-- Entries start --

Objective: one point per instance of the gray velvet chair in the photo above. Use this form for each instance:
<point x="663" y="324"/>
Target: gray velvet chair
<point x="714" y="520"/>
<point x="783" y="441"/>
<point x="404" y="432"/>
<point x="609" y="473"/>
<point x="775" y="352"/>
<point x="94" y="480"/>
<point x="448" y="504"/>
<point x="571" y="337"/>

-- Entries end --

(Instruction)
Could you rewrite the material above in full, requests included, shifting every x and y coordinate in the answers up by 122 and leaving the numbers within the requests unchanged?

(Complete response)
Objective: one point per instance of the gray velvet chair in the photo above. Use this form for each instance:
<point x="663" y="324"/>
Target: gray velvet chair
<point x="836" y="642"/>
<point x="905" y="563"/>
<point x="526" y="554"/>
<point x="731" y="595"/>
<point x="897" y="474"/>
<point x="216" y="602"/>
<point x="570" y="626"/>
<point x="693" y="459"/>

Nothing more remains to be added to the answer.